─── INPUT

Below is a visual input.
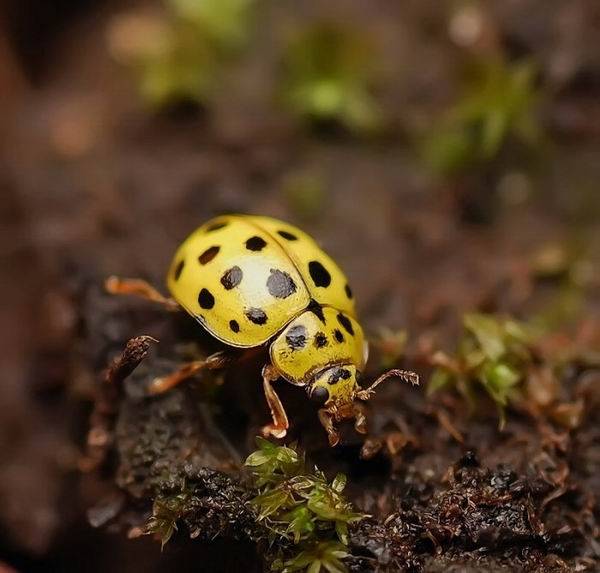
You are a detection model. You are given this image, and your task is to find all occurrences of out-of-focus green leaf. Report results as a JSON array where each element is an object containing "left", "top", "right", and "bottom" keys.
[
  {"left": 464, "top": 313, "right": 506, "bottom": 361},
  {"left": 420, "top": 59, "right": 541, "bottom": 176},
  {"left": 171, "top": 0, "right": 254, "bottom": 48},
  {"left": 481, "top": 362, "right": 521, "bottom": 406},
  {"left": 282, "top": 24, "right": 383, "bottom": 134},
  {"left": 427, "top": 368, "right": 452, "bottom": 396},
  {"left": 427, "top": 313, "right": 536, "bottom": 426},
  {"left": 108, "top": 0, "right": 256, "bottom": 109}
]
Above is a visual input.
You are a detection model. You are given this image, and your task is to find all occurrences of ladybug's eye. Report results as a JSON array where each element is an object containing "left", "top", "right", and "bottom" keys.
[{"left": 310, "top": 386, "right": 329, "bottom": 405}]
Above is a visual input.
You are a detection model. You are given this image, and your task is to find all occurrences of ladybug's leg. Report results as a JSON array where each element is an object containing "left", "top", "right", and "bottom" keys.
[
  {"left": 105, "top": 276, "right": 179, "bottom": 311},
  {"left": 149, "top": 351, "right": 231, "bottom": 394},
  {"left": 318, "top": 409, "right": 340, "bottom": 447},
  {"left": 260, "top": 364, "right": 289, "bottom": 439}
]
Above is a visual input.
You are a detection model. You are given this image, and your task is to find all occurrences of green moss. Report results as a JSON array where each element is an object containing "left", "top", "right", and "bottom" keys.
[
  {"left": 246, "top": 437, "right": 364, "bottom": 572},
  {"left": 281, "top": 541, "right": 349, "bottom": 573},
  {"left": 109, "top": 0, "right": 256, "bottom": 109},
  {"left": 428, "top": 313, "right": 537, "bottom": 427},
  {"left": 145, "top": 491, "right": 190, "bottom": 548},
  {"left": 281, "top": 23, "right": 383, "bottom": 135},
  {"left": 421, "top": 59, "right": 541, "bottom": 176}
]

──────

THE TASK: Every entry in the listing is to be duplicated precisely, except for its pictures.

EXERCISE RESULT:
Below is a visual input.
You are a detection model. You are given this image, and your task is to find all occurrences of out-of-focus green leaf. Report results as a JSON array where each element is an object containing "left", "top", "right", and "bottom" keys.
[
  {"left": 464, "top": 313, "right": 506, "bottom": 361},
  {"left": 420, "top": 59, "right": 541, "bottom": 176},
  {"left": 171, "top": 0, "right": 254, "bottom": 48},
  {"left": 481, "top": 362, "right": 521, "bottom": 406},
  {"left": 282, "top": 24, "right": 383, "bottom": 134},
  {"left": 427, "top": 368, "right": 452, "bottom": 396},
  {"left": 427, "top": 313, "right": 536, "bottom": 426},
  {"left": 108, "top": 0, "right": 256, "bottom": 109}
]
Above is a visual input.
You are a detection model. You are given this image, and your task is to find all occurrences of ladybug's eye. Report results as a JSON array where each element is an object containing "left", "top", "right", and "bottom" keys.
[{"left": 310, "top": 386, "right": 329, "bottom": 405}]
Above is a visual input.
You are a detection model. You are given this image, and your task is to find all occurrences of ladybug's leg. Report results as a JSON array where each element is an object containing "left", "top", "right", and "bottom" keys.
[
  {"left": 105, "top": 276, "right": 179, "bottom": 311},
  {"left": 149, "top": 351, "right": 231, "bottom": 394},
  {"left": 318, "top": 409, "right": 340, "bottom": 447},
  {"left": 260, "top": 364, "right": 289, "bottom": 439}
]
Above is a visual input.
You are a detection model. You are given this image, and your task is to find all occurrences of green moss. Report results as a JSON array where each element is an object containing "left", "top", "right", and "bottom" keys.
[
  {"left": 246, "top": 437, "right": 364, "bottom": 572},
  {"left": 281, "top": 541, "right": 349, "bottom": 573},
  {"left": 109, "top": 0, "right": 256, "bottom": 109},
  {"left": 428, "top": 313, "right": 537, "bottom": 427},
  {"left": 145, "top": 491, "right": 190, "bottom": 548},
  {"left": 281, "top": 23, "right": 383, "bottom": 135},
  {"left": 421, "top": 59, "right": 541, "bottom": 176}
]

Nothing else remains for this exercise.